### PROBLEM TO WORK ON
Determine how many lines in the records below include the word "water" and output that number alone.

===

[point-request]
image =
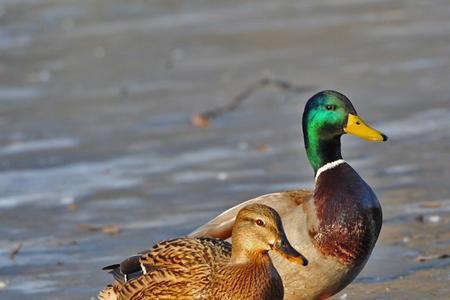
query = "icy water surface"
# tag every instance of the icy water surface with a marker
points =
(95, 106)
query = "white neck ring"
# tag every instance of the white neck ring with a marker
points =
(328, 166)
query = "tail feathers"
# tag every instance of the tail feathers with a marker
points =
(108, 293)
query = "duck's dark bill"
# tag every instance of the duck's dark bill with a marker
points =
(357, 127)
(287, 251)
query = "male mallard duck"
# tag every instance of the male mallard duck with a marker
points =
(201, 268)
(336, 225)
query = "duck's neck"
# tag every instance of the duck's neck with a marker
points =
(240, 255)
(321, 151)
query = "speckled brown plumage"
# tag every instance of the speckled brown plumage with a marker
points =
(208, 268)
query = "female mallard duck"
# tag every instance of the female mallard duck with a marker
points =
(336, 225)
(201, 268)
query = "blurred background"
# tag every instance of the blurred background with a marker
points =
(99, 159)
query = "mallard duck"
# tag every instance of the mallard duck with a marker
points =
(336, 225)
(210, 268)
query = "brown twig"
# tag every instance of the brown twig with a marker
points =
(15, 251)
(203, 119)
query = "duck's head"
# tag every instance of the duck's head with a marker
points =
(327, 116)
(258, 229)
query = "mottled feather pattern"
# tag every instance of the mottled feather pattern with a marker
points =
(173, 266)
(199, 268)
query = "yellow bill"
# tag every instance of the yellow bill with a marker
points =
(357, 127)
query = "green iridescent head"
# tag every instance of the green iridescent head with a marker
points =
(327, 116)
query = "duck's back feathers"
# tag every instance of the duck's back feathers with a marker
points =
(282, 202)
(168, 269)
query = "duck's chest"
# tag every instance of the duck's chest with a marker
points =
(345, 217)
(258, 281)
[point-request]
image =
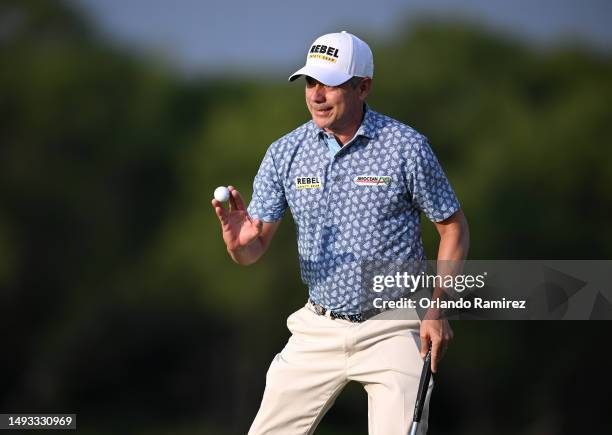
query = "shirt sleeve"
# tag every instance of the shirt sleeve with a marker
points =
(431, 190)
(268, 202)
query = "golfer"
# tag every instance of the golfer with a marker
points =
(356, 182)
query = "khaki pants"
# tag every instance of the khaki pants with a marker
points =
(323, 355)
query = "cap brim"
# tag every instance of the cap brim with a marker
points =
(326, 76)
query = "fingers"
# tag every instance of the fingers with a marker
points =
(425, 343)
(220, 211)
(436, 354)
(437, 334)
(258, 226)
(235, 199)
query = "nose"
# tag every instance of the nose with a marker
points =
(318, 93)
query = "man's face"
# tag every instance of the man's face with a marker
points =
(335, 108)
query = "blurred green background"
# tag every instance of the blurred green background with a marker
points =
(118, 301)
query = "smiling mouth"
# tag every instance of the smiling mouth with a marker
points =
(322, 111)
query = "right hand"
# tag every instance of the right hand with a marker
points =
(239, 230)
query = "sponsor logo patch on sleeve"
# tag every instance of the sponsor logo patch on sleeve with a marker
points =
(312, 182)
(372, 180)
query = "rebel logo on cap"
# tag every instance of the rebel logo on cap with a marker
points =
(324, 52)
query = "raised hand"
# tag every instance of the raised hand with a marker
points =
(239, 230)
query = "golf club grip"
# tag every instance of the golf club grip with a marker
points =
(423, 386)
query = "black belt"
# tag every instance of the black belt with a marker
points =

===

### TASK RESULT
2